_What is expected_
Reproduce all of the listing below without alteration.

_Provided data_
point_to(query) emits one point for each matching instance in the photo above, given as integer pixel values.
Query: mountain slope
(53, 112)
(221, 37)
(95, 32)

_Expected output_
point_to(query) emits one point for each matching instance in the photo above, given as integer pixel values.
Query: mountain slope
(53, 112)
(221, 37)
(95, 32)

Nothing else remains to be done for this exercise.